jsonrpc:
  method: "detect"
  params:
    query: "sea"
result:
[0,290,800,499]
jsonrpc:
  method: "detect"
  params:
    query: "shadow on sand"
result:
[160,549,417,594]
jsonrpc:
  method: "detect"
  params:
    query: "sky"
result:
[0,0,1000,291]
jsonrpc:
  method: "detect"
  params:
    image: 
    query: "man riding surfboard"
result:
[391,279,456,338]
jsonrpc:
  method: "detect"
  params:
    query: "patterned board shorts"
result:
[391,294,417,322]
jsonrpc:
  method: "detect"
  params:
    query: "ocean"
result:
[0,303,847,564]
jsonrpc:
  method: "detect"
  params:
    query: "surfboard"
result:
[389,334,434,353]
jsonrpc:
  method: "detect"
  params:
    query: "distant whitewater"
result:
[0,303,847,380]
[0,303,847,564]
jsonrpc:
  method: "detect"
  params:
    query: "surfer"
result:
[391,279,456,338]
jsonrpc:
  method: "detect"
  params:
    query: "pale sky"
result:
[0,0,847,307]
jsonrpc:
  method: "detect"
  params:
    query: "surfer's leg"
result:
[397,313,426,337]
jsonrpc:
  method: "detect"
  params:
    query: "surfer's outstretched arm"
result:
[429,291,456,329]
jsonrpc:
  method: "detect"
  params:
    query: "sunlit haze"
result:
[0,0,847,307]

DIRECTIONS FOR THIS TASK »
Render every line of the material above as a Markdown table with the columns "Row" and "Line", numbering the rows in order and leaving out any blank lines.

IN RESPONSE »
| Row | Line |
|---|---|
| 1 | jsonrpc: |
| 2 |   method: "detect" |
| 3 |   params: |
| 4 |     query: "sea" |
| 5 | result: |
| 6 | [0,290,800,499] |
| 7 | jsonrpc: |
| 8 |   method: "detect" |
| 9 |   params: |
| 10 |     query: "shadow on sand" |
| 11 | result: |
| 12 | [160,549,417,594] |
| 13 | jsonrpc: |
| 14 |   method: "detect" |
| 15 |   params: |
| 16 |     query: "sky" |
| 17 | result: |
| 18 | [0,0,1000,291] |
| 19 | jsonrpc: |
| 20 |   method: "detect" |
| 21 |   params: |
| 22 |     image:  |
| 23 |     query: "man riding surfboard" |
| 24 | result: |
| 25 | [391,279,456,338] |
| 26 | jsonrpc: |
| 27 |   method: "detect" |
| 28 |   params: |
| 29 |     query: "patterned board shorts" |
| 30 | result: |
| 31 | [391,294,417,322] |
| 32 | jsonrpc: |
| 33 |   method: "detect" |
| 34 |   params: |
| 35 |     query: "ocean" |
| 36 | result: |
| 37 | [0,303,847,564] |
| 38 | jsonrpc: |
| 39 |   method: "detect" |
| 40 |   params: |
| 41 |     query: "surfboard" |
| 42 | result: |
| 43 | [389,334,434,353] |
| 44 | jsonrpc: |
| 45 |   method: "detect" |
| 46 |   params: |
| 47 |     query: "distant whitewater" |
| 48 | result: |
| 49 | [0,303,847,380] |
| 50 | [0,303,847,564] |
| 51 | jsonrpc: |
| 52 |   method: "detect" |
| 53 |   params: |
| 54 |     query: "surfer" |
| 55 | result: |
| 56 | [391,279,456,338] |
| 57 | jsonrpc: |
| 58 |   method: "detect" |
| 59 |   params: |
| 60 |     query: "pale sky" |
| 61 | result: |
| 62 | [0,0,847,307] |
| 63 | jsonrpc: |
| 64 |   method: "detect" |
| 65 |   params: |
| 66 |     query: "surfer's leg" |
| 67 | result: |
| 68 | [397,313,426,337] |
| 69 | jsonrpc: |
| 70 |   method: "detect" |
| 71 |   params: |
| 72 |     query: "surfer's outstretched arm" |
| 73 | result: |
| 74 | [429,291,456,329] |
| 75 | jsonrpc: |
| 76 |   method: "detect" |
| 77 |   params: |
| 78 |     query: "sunlit haze" |
| 79 | result: |
| 80 | [0,0,847,307] |